:: Passage for review ::
In the book "Reinforcement Learning" From Andrew Sutton and Barto there is an example given for the Bellman equations:
Figure 3.2 (left) shows a rectangular gridworld representation of a simple finite MDP. The cells of the grid correspond to the states of the environment. At each cell, four actions are possible: north, south, east, and west, which deterministically cause the agent to move one cell in the respective direction on the grid. Actions that would take the agent o↵ the grid leave its location unchanged, but also result in a reward of .1. Other actions result in a reward of 0, except those that move the agent out of the special states A and B. From state A, all four actions yield a reward of +10 and take the agent to A0. From state B, all actions yield a reward of +5 and take the agent to B0
Then it continues:
Suppose the agent selects all four actions with equal probability in all states. Figure 3.2 (right) shows the value function, v⇡, for this policy, for the discounted reward case with gamma = 0.9. This value function was computed by solving the system of linear equations (3.14). Notice the negative values near the lower edge; these are the result of the high probability of hitting the edge of the grid there under the random policy.
I just wonder, without knowing when the task ends, how can we calculate the given matrix on figure 3.2? And with that gamma, it will need a lot of iterations until we can ignore it. Just trying to wrap my head around how to calculate each cell or if there is something I am ignoring.

:: Record excerpts ::
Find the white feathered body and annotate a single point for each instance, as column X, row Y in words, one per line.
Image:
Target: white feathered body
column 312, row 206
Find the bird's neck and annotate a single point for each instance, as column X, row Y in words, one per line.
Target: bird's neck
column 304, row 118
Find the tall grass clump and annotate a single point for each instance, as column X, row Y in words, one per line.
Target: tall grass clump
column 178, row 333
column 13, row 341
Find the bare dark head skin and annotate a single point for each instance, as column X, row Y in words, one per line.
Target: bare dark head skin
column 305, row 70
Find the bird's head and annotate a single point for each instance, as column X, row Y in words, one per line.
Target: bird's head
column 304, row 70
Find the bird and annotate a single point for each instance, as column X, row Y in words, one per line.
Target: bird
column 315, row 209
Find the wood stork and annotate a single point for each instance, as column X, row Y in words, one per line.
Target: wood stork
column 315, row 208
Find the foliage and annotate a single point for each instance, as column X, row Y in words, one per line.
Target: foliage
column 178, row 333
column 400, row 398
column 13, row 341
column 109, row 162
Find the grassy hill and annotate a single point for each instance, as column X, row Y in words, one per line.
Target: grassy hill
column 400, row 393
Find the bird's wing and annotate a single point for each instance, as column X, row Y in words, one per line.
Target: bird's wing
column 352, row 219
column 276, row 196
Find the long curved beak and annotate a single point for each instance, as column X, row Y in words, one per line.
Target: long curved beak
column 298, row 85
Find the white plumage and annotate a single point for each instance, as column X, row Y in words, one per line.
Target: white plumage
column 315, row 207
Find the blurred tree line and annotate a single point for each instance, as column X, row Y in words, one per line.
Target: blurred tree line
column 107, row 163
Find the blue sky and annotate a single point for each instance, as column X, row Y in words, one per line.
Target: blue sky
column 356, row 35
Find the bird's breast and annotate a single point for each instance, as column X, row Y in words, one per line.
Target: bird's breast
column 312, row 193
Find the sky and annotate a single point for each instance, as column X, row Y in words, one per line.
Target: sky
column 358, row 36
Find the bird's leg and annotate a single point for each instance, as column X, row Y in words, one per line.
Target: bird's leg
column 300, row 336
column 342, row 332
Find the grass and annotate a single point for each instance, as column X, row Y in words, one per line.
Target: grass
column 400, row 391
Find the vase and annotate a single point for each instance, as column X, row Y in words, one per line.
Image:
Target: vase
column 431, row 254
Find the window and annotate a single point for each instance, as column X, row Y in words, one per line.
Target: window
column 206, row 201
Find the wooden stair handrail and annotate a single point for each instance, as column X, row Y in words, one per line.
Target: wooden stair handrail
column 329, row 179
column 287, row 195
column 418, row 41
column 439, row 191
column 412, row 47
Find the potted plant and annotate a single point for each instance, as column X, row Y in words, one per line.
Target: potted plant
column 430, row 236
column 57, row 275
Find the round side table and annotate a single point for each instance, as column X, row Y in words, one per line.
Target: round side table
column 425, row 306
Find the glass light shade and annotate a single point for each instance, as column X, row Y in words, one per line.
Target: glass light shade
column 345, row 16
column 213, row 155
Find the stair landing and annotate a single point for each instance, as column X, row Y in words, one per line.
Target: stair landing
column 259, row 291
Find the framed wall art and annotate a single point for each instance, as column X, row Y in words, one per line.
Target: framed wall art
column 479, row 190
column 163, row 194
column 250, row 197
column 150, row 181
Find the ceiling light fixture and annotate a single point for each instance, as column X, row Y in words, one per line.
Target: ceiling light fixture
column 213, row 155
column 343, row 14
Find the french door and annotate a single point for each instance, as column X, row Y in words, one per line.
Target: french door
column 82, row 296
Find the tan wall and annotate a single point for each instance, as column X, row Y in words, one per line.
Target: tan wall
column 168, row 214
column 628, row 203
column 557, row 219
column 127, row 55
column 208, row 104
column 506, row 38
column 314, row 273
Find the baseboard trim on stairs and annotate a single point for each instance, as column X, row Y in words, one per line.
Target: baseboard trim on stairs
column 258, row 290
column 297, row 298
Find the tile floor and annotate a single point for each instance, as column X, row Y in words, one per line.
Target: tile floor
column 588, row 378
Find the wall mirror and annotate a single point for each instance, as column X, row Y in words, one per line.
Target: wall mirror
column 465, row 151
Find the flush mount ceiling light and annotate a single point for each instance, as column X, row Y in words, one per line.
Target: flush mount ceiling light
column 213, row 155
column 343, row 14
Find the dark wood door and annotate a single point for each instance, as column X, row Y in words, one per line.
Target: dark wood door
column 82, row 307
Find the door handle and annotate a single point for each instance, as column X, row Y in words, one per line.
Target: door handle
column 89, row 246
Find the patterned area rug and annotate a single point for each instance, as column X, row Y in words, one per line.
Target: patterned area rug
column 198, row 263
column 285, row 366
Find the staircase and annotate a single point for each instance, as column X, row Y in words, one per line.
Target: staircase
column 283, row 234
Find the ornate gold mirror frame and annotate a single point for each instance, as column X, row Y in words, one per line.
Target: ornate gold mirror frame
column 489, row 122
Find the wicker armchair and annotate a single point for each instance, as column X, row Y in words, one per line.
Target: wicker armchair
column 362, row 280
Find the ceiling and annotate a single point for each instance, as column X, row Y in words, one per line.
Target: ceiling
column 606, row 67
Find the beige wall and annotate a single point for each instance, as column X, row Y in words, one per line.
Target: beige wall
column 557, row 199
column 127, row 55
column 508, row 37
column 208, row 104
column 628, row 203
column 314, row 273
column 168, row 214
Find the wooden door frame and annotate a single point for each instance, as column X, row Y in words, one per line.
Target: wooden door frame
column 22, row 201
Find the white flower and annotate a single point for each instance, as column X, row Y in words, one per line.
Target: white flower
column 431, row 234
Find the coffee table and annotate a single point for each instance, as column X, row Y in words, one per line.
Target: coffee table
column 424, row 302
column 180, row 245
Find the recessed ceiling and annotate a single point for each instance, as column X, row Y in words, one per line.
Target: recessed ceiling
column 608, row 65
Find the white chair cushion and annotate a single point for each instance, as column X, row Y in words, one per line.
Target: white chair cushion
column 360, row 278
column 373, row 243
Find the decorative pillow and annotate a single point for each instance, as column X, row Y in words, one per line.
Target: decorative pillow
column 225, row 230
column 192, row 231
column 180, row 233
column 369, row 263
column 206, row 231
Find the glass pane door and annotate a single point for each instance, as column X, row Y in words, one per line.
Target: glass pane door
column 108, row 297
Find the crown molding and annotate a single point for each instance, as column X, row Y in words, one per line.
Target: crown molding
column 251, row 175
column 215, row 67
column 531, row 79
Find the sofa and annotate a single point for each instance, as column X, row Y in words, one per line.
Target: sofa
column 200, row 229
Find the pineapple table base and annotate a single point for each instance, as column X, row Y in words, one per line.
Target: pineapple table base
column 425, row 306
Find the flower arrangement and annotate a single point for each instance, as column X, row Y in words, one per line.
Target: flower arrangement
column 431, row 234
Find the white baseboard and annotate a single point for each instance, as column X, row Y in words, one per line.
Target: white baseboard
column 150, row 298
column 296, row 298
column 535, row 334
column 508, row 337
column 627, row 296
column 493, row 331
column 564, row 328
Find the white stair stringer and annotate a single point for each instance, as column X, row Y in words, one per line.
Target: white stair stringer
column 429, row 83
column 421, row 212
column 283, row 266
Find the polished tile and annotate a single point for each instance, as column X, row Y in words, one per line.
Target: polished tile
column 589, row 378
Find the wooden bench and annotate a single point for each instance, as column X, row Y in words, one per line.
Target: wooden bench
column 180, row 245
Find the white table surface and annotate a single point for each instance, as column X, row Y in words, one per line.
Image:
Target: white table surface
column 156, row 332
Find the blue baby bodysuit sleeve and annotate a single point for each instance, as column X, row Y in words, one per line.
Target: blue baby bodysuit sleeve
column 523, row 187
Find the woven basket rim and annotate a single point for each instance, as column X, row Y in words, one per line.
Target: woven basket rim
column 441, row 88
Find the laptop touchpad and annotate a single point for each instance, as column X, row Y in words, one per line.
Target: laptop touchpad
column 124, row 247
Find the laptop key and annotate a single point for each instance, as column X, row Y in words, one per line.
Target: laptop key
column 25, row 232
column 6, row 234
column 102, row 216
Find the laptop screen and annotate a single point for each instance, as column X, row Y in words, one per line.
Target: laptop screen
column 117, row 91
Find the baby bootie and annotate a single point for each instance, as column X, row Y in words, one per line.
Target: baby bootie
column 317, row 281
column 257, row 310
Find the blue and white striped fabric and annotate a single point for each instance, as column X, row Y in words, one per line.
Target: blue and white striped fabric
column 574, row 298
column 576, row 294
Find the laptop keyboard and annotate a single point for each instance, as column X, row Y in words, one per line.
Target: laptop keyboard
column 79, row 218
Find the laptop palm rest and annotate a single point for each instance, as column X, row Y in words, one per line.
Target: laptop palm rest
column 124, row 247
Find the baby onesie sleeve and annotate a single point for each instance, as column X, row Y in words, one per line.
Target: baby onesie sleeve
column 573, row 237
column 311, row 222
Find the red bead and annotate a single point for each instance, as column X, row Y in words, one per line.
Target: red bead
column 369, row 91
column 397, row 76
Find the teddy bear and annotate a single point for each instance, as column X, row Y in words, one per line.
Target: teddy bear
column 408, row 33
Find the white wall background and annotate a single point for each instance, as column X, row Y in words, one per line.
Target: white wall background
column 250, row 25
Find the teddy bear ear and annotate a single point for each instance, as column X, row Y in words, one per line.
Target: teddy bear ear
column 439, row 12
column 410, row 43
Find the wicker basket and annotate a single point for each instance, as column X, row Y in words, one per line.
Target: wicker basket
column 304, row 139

:: Work instructions ::
#1 According to the gridworld question, what reward do all four actions give when the agent moves out of state A?
#2 Transcribe the stretch of the gridworld question from "I just wonder, without" through "I am ignoring.".

:: Per-task answers ::
#1 A reward of +10.

#2
I just wonder, without knowing when the task ends, how can we calculate the given matrix on figure 3.2? And with that gamma, it will need a lot of iterations until we can ignore it. Just trying to wrap my head around how to calculate each cell or if there is something I am ignoring.